Exercise task :: List every line in the rows below that contains the word "jeans".

(Object location annotation data)

»»

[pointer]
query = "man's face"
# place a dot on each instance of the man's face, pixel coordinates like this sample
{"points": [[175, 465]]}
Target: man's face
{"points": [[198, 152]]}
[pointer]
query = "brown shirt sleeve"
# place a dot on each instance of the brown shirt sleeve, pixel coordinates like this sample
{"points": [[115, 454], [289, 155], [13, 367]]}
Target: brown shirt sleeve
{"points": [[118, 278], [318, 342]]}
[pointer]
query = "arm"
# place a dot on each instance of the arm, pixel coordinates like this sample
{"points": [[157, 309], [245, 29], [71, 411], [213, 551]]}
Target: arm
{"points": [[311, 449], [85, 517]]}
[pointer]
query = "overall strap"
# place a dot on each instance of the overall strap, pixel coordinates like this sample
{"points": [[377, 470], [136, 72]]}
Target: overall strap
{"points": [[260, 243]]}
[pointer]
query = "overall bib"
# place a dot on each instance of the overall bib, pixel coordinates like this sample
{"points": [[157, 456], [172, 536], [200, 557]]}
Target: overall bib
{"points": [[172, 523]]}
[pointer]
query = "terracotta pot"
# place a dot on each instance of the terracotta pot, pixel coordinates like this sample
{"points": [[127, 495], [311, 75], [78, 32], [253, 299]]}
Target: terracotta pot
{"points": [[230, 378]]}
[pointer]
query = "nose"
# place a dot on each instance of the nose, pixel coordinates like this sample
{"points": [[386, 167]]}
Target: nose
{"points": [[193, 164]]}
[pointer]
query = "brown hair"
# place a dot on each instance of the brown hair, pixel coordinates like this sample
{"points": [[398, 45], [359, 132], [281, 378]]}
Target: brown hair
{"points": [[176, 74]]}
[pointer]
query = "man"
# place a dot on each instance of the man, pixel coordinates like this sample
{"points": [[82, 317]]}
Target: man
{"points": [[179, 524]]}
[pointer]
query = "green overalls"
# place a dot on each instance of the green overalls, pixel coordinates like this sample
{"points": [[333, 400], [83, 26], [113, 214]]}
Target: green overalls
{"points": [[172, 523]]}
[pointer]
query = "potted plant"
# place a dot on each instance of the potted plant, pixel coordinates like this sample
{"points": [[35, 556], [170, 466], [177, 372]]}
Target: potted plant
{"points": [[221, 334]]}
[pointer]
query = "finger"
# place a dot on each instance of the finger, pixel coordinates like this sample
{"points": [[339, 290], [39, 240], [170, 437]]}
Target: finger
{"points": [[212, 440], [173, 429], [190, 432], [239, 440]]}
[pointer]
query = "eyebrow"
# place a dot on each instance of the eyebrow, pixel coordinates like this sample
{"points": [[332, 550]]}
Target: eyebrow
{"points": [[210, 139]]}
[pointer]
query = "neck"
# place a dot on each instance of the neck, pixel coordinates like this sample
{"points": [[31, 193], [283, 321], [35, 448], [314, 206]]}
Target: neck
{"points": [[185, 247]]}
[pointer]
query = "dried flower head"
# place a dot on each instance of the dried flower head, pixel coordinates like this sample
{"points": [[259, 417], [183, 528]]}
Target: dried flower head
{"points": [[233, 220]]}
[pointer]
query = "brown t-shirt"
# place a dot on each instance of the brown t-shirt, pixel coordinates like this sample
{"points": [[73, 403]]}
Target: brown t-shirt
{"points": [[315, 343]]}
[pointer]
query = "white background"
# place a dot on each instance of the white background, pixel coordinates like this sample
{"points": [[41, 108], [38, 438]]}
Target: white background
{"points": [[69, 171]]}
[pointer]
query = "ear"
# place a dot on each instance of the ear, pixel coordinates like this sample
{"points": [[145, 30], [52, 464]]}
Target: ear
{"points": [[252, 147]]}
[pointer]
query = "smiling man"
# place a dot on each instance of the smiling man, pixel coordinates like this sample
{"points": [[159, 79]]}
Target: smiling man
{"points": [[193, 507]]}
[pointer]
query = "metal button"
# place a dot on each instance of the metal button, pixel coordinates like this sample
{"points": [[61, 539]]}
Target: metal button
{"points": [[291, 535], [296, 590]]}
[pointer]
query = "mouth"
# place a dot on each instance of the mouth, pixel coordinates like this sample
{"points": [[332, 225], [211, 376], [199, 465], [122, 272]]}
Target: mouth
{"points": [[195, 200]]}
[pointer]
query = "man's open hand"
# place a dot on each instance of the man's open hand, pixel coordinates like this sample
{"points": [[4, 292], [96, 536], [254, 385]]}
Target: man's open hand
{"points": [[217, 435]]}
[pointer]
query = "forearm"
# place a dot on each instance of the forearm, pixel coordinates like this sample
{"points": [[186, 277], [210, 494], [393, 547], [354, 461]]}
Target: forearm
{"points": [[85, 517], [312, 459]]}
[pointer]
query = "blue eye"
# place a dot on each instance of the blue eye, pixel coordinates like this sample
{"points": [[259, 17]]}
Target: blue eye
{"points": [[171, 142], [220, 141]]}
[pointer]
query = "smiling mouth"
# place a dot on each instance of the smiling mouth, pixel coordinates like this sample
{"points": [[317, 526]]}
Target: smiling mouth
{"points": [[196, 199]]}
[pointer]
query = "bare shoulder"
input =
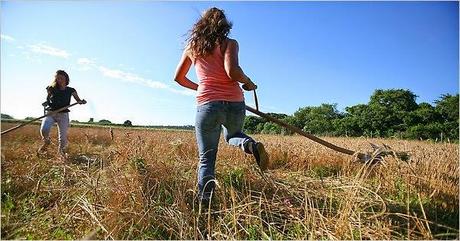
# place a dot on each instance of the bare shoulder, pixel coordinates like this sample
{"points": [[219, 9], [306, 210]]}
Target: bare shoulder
{"points": [[232, 42]]}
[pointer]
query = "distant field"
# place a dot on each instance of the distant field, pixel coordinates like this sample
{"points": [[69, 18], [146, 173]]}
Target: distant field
{"points": [[141, 184]]}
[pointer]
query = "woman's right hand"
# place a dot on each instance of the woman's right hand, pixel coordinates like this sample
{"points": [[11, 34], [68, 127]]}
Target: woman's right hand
{"points": [[249, 85]]}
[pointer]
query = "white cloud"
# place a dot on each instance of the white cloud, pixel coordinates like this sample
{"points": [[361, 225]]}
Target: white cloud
{"points": [[130, 77], [85, 64], [45, 49], [7, 38], [85, 61], [136, 79]]}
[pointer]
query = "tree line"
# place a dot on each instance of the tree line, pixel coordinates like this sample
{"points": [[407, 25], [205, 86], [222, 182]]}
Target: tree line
{"points": [[389, 113]]}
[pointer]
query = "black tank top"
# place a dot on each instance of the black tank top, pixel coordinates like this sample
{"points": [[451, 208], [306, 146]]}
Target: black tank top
{"points": [[59, 98]]}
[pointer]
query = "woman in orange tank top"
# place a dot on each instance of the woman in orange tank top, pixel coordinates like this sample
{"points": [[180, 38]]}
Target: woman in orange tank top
{"points": [[219, 96]]}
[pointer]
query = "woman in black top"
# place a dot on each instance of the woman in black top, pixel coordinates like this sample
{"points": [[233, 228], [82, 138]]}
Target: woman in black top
{"points": [[59, 95]]}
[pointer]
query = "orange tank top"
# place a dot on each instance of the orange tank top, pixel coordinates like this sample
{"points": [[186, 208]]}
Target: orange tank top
{"points": [[214, 83]]}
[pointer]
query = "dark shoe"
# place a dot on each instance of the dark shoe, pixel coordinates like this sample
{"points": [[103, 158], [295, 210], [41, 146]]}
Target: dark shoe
{"points": [[43, 148], [261, 156]]}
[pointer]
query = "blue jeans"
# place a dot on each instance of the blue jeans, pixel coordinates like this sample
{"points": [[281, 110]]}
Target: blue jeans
{"points": [[62, 120], [210, 118]]}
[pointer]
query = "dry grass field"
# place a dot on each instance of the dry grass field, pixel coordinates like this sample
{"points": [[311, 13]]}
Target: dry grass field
{"points": [[141, 185]]}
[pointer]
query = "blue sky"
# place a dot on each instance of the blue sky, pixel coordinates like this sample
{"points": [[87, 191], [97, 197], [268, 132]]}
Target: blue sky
{"points": [[121, 56]]}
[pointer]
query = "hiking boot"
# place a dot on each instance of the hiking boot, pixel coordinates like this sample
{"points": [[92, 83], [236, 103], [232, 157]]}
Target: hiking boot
{"points": [[261, 156], [43, 148], [63, 155]]}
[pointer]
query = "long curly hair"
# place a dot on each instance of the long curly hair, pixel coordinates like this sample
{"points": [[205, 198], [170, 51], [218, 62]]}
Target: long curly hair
{"points": [[54, 84], [211, 29]]}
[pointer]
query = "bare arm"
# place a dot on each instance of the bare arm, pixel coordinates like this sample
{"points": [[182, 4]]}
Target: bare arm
{"points": [[80, 101], [233, 68], [181, 72]]}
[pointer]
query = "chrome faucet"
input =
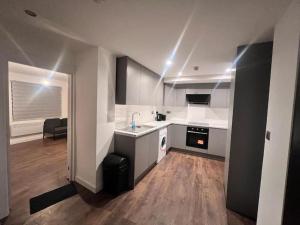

««

Output ::
query = "blue jeans"
# place a dot on each instance of the blue jeans, pixel coordinates like this sample
Target: blue jeans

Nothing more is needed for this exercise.